→ Directions
Every line from the one with "of the mountain" through the end of the records below should be restated word for word, and nothing outside that span.

→ Records for the exercise
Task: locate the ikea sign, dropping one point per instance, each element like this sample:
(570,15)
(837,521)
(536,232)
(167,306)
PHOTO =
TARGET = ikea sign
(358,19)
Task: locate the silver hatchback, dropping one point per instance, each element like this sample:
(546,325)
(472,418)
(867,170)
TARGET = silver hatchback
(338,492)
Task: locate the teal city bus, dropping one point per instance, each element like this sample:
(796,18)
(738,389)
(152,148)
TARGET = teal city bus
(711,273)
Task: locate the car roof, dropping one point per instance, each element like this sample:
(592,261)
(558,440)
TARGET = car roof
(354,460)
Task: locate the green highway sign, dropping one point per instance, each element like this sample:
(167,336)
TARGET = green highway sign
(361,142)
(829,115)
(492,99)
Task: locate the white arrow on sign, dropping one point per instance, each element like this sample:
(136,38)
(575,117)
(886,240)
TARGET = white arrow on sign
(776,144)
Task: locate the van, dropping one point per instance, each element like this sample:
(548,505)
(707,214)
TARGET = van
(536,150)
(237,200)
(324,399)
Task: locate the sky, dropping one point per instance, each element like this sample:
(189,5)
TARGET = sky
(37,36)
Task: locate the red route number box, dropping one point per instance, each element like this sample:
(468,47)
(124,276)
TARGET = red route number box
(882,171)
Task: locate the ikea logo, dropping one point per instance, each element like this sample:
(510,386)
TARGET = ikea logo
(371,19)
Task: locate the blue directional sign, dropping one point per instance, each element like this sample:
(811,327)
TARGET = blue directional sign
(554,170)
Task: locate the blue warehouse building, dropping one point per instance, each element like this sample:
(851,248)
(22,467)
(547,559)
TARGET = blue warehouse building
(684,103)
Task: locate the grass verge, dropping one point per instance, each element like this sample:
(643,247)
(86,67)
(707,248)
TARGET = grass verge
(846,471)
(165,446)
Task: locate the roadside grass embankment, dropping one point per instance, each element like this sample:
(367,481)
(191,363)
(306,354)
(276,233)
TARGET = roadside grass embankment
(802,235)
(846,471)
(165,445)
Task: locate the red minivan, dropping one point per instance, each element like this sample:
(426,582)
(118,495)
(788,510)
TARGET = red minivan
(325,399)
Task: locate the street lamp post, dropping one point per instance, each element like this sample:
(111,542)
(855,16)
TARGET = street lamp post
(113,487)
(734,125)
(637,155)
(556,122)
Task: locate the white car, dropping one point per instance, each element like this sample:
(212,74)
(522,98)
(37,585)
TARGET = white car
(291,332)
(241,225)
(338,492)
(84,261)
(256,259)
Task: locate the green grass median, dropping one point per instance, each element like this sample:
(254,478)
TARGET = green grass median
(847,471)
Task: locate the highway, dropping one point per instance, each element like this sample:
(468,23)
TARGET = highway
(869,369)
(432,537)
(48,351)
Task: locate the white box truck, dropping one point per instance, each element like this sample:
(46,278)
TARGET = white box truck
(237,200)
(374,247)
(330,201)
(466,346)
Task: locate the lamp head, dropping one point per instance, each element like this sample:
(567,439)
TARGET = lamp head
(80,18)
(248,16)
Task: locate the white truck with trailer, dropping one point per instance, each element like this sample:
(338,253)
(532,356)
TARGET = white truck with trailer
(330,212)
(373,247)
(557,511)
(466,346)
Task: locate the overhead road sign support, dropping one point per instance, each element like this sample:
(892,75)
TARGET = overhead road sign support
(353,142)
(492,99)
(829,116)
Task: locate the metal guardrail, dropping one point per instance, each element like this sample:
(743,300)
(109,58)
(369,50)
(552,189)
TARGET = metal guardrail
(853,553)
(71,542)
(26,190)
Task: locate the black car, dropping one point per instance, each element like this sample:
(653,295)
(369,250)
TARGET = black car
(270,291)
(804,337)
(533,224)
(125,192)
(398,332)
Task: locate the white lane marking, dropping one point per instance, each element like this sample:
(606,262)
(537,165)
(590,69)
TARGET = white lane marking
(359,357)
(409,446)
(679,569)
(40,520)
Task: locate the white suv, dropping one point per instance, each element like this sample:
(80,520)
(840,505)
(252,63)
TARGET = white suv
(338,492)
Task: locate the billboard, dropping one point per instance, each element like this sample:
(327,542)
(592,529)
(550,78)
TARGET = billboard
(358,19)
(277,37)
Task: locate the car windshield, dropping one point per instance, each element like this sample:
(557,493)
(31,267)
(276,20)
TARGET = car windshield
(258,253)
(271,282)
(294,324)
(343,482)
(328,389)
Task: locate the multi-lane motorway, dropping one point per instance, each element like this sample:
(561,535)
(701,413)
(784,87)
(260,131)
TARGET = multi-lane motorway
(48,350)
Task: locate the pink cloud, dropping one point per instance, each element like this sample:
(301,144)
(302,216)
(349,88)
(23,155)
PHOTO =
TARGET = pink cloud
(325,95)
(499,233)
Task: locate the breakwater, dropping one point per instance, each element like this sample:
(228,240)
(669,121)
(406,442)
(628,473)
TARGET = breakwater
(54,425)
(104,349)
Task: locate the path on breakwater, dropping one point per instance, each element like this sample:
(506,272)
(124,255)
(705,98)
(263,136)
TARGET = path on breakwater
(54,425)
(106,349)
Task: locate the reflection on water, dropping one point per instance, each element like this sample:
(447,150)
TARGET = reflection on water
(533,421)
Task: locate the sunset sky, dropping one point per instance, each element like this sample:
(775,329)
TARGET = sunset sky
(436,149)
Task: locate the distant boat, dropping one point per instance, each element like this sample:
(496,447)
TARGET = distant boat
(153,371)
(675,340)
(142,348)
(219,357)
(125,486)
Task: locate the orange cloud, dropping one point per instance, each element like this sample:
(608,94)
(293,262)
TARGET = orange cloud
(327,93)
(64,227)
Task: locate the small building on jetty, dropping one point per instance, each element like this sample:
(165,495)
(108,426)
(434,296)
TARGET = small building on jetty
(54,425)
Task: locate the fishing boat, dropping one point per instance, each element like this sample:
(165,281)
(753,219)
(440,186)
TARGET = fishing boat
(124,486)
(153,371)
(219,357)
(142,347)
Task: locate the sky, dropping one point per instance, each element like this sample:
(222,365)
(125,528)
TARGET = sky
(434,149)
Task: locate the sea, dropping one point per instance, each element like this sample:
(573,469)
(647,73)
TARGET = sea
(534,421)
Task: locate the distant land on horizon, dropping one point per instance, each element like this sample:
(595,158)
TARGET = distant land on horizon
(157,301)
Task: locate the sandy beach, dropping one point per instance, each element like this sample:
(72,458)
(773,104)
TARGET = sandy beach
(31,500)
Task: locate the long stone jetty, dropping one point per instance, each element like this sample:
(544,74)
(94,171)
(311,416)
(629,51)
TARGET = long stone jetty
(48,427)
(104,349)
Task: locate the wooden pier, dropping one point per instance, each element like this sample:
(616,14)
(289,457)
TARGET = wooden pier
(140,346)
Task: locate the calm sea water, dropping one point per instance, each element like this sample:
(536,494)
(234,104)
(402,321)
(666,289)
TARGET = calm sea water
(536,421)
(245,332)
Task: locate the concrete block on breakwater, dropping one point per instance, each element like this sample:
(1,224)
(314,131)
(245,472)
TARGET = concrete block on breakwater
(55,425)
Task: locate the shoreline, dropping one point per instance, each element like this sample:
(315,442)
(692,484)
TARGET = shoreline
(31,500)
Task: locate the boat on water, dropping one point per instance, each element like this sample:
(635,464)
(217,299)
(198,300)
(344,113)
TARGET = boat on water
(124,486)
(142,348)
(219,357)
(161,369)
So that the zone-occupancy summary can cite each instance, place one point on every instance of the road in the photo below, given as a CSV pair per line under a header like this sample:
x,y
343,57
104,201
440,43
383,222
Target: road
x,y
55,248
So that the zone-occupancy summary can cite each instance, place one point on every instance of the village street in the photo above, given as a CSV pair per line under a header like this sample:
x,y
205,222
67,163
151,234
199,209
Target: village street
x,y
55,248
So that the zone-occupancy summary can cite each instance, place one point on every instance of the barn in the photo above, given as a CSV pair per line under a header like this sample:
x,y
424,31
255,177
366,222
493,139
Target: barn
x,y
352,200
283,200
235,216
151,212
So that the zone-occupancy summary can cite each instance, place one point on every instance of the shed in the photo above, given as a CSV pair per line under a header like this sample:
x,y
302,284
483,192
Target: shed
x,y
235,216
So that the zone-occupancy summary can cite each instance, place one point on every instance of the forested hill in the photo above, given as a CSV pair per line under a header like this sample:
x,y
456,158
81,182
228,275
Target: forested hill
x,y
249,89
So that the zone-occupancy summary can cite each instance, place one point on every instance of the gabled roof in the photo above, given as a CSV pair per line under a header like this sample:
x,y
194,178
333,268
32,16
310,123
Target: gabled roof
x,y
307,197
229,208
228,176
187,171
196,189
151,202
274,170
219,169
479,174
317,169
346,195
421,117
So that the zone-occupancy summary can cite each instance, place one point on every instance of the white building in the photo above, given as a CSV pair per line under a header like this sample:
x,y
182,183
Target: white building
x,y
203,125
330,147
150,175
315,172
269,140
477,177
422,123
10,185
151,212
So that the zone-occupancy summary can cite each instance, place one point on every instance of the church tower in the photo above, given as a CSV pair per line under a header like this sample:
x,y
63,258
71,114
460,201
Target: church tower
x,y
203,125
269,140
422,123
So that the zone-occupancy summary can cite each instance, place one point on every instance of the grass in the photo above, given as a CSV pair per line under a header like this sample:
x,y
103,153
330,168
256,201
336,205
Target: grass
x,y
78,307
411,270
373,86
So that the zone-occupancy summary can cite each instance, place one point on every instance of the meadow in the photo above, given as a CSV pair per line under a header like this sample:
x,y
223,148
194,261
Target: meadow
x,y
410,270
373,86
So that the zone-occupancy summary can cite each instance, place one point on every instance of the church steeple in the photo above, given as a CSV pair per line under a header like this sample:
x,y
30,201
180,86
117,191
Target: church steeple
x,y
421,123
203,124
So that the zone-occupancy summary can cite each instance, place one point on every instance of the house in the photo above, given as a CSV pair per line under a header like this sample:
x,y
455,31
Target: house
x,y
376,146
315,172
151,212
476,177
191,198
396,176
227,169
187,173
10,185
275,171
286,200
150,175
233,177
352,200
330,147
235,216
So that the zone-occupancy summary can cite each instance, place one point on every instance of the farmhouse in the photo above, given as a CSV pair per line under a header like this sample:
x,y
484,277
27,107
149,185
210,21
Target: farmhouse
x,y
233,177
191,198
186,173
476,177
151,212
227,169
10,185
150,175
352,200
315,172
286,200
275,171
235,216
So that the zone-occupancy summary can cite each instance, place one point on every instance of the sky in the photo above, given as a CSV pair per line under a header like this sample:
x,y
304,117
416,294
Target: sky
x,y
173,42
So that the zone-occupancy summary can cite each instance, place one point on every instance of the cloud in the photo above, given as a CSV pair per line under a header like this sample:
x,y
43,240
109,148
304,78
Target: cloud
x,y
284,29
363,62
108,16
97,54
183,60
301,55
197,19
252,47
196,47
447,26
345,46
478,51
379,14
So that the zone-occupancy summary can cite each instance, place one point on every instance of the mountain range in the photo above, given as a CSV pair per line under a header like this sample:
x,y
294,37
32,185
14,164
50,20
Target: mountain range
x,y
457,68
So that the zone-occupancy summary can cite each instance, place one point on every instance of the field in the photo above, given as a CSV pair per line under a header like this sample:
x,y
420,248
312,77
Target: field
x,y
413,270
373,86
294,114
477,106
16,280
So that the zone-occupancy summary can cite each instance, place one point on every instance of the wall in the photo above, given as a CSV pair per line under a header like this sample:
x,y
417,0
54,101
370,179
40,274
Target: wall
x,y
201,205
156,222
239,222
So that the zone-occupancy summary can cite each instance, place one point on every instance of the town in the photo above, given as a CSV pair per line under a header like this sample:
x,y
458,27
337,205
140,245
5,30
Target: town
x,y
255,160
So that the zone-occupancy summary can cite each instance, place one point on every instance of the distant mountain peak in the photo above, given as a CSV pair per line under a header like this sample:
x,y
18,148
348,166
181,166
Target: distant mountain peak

→ Solved problem
So that the zone-occupancy summary can cite each instance, place one point on every instance of the mountain range in the photo above, given as a CSV pair per line under a header like this sample:
x,y
294,37
32,185
14,164
50,20
Target: mountain range
x,y
457,68
So that the zone-occupancy summary can cite each instance, place one point on every instance of the field in the photo above, given as a CSV pair per line under a header like this sample:
x,y
420,248
312,77
Target: field
x,y
413,270
373,86
294,114
477,106
16,280
So that the zone-occupancy summary can cite each instance, place one point on every instance of the wall in the photo above, given as a CSV pair per line under a header like this sample:
x,y
417,0
54,101
370,179
40,274
Target: wall
x,y
201,205
156,222
239,222
So that the zone-occupancy summary can cite each instance, place one point on every instance of the town in the photo above, given as a CSV pair per line under a header like this sample:
x,y
458,27
337,205
140,245
5,30
Target: town
x,y
255,160
So that the zone-occupancy summary can cite each instance, place one point on every instance of the distant mountain peak in the photo above, given as a CSV pair per line under a header like this sample:
x,y
18,148
348,166
181,166
Target: distant mountain peak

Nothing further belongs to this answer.